*Exercise task 1:*
From the passage on mixed level parallel decoding, list every frame in the FIG. 10 example together with its reference list.

*Passage provided:*
---

Different combinations of candidates for mixed level parallel
decoding may cause different bandwidth consumptions. An embodiment
of the present invention will select the candidates with the
maximum overlap of reference list in order to achieve the optimized
bandwidth reduction from mixed level parallel decoding. Since these
frames to be decoded using mixed level parallel decoding have the
maximum overlap of reference list, the overlapped reference
pictures can be reused for decoding these parallel decoded frames.
Accordingly, better bandwidth efficiency is achieved. FIG. 10
illustrates an example of pre-decoded information checking for n
equal to 2. In this example, both Frame X/Frame (X+1) and Frame
X/Frame (X+2) can be assigned to two decoder kernels for mixed
level parallel decoding. However, the reference lists for Frame X,
Frame (X+1) and Frame (X+2) include {(X-1), (X-2)}, {(X-1), (X-3)}
and {(X-1), (X-2)} respectively. Therefore, mixed level parallel
decoding for Frame X and Frame (X+2) has the maximum number of
overlapped reference frames in the reference lists. Accordingly,
Frame X and Frame (X+2) are assigned to decoder kernels for mixed
level parallel decoding in order to achieve the optimal bandwidth
efficiency. While FIG. 10 illustrates an example for two decoder
cores, the present invention is applicable to more than two decoder
cores. Also, the multiple decoder cores may be configured into
groups of multiple decoder cores to support mixed level parallel
decoding.

---

*Input material:*

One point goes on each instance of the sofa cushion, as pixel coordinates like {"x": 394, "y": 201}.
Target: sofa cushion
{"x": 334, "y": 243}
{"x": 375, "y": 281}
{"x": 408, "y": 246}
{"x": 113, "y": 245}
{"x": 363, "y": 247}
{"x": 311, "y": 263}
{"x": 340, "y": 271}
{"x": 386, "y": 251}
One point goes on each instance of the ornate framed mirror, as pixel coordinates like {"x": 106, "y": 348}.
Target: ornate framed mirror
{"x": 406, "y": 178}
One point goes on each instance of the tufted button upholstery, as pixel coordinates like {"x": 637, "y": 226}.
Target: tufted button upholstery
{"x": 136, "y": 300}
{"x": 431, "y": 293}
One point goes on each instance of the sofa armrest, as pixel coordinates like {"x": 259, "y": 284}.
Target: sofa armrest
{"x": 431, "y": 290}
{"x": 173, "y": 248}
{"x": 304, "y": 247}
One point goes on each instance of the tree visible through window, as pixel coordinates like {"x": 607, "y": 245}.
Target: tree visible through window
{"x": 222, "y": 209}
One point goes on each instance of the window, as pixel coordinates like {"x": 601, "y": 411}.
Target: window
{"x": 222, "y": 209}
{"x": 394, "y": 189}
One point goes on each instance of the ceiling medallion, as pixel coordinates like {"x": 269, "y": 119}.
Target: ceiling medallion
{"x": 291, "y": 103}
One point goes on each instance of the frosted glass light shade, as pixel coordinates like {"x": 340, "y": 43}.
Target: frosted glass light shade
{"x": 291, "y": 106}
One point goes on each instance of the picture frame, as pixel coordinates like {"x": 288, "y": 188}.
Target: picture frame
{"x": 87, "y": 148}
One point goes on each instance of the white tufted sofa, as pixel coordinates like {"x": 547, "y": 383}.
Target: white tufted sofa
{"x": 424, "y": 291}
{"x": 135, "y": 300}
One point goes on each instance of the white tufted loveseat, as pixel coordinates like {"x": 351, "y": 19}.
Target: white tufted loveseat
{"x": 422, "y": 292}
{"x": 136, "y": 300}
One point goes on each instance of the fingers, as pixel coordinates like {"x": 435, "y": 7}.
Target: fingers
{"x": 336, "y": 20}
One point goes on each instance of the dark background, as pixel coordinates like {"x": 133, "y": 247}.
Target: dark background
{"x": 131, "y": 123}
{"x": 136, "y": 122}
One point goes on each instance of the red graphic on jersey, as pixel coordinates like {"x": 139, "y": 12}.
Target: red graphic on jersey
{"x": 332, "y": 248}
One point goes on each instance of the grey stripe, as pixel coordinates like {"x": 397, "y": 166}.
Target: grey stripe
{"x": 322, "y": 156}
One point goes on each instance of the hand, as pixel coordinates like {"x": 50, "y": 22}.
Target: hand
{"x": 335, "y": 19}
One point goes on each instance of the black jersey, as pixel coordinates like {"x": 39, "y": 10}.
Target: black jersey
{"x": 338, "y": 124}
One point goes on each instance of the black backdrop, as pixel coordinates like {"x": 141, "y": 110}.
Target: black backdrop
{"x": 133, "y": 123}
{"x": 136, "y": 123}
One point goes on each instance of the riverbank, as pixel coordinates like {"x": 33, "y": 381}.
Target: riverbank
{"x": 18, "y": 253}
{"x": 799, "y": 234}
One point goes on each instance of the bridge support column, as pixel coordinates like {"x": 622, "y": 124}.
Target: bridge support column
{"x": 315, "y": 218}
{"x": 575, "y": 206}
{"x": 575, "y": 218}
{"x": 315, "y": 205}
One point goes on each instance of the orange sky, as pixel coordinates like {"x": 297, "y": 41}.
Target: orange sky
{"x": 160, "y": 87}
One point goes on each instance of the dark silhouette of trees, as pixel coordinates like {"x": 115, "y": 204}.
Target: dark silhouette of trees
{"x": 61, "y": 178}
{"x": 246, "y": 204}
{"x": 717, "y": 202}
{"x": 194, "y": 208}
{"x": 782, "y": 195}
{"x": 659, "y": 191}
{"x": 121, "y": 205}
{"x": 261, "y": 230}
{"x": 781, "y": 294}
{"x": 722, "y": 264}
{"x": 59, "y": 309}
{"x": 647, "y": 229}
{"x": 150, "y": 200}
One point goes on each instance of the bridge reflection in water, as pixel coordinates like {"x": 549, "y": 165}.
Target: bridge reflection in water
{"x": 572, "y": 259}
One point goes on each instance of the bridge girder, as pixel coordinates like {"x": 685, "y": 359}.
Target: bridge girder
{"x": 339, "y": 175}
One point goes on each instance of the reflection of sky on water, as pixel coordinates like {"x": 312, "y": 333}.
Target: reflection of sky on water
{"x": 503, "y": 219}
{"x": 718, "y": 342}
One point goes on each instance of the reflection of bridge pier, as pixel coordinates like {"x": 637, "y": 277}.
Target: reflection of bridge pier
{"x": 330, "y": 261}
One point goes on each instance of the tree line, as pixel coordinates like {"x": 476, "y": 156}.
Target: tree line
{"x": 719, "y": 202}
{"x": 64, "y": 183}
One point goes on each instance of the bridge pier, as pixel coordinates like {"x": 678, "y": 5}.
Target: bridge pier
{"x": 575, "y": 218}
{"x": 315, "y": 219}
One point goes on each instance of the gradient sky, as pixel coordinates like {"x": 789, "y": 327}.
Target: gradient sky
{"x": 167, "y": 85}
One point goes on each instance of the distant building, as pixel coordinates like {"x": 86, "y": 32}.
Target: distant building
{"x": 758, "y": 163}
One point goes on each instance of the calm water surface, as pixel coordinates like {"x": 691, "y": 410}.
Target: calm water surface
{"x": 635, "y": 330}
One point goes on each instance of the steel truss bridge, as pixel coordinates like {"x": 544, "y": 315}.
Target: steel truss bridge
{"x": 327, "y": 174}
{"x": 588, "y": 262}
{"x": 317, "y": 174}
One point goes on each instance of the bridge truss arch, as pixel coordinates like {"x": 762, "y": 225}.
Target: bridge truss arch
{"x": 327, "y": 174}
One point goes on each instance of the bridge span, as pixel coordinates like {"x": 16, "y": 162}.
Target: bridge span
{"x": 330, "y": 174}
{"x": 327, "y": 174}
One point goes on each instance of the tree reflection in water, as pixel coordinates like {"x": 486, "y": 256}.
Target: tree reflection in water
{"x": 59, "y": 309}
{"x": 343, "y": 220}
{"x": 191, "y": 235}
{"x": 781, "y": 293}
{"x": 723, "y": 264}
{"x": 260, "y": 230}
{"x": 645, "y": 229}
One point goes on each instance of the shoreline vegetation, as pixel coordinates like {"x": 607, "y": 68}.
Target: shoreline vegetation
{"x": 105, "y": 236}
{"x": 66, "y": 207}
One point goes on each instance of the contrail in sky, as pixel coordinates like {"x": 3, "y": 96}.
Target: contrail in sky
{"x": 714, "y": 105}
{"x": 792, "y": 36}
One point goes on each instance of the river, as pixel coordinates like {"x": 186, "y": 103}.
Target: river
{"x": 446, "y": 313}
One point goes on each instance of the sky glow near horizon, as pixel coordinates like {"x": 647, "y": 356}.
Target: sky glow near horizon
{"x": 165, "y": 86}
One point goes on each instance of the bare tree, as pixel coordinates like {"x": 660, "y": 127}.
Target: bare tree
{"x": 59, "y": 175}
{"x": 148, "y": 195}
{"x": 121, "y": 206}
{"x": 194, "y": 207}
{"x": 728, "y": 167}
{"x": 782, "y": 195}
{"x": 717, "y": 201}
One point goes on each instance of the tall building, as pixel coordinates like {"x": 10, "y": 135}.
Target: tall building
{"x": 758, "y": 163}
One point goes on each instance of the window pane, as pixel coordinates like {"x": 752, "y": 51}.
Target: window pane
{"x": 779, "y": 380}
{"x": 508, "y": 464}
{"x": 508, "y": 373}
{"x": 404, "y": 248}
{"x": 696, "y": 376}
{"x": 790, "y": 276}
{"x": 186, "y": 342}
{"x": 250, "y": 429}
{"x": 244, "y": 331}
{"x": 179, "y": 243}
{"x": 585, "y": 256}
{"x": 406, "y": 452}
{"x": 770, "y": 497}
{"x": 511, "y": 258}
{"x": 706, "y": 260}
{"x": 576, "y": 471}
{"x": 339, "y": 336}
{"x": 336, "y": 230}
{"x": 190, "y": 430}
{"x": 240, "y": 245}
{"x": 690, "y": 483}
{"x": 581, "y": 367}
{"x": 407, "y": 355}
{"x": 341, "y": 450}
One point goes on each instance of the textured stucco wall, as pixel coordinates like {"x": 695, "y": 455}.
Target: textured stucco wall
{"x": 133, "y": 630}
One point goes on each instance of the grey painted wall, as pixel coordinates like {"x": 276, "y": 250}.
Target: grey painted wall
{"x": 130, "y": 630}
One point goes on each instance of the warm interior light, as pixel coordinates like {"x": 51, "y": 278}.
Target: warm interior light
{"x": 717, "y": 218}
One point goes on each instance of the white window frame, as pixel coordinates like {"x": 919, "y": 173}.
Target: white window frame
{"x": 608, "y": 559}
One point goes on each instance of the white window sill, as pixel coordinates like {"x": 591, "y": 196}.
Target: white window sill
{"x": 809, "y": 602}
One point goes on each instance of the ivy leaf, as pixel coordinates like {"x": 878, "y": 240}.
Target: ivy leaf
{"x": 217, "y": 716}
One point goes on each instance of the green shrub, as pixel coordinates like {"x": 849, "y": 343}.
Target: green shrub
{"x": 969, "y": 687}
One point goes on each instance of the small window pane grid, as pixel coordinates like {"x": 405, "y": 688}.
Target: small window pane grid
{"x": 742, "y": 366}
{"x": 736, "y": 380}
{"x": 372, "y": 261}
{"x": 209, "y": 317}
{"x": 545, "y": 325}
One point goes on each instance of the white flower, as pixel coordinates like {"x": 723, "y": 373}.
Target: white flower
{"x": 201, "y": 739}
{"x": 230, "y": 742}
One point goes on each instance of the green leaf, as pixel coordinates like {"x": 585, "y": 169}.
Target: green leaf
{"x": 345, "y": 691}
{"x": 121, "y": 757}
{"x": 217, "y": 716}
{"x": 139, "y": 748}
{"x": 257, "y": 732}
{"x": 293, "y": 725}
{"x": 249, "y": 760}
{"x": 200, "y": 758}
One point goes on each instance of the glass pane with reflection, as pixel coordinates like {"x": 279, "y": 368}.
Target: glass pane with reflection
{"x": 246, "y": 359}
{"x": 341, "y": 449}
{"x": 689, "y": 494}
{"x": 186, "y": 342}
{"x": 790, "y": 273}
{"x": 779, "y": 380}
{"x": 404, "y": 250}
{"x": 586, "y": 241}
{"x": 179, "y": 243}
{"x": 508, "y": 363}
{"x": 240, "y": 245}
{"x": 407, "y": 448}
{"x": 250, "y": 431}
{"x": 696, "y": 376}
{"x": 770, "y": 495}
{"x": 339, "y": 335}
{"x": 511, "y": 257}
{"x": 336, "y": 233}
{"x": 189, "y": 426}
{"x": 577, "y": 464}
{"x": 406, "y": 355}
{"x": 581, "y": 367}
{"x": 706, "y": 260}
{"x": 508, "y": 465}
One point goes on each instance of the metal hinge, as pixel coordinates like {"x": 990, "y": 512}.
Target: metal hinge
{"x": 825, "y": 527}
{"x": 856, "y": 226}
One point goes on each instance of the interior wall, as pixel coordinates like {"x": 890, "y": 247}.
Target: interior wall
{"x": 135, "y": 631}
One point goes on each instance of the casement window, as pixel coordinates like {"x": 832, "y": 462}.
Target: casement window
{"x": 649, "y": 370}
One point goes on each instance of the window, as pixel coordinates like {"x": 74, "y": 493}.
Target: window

---

*Exercise task 2:*
Extract each line of the listing that contains the string "button".

*Answer 1:*
- Frame X: {(X-1), (X-2)}
- Frame (X+1): {(X-1), (X-3)}
- Frame (X+2): {(X-1), (X-2)}

*Answer 2:*
One point goes on each instance of the tufted button upholstery, as pixel coordinates like {"x": 637, "y": 226}.
Target: tufted button upholstery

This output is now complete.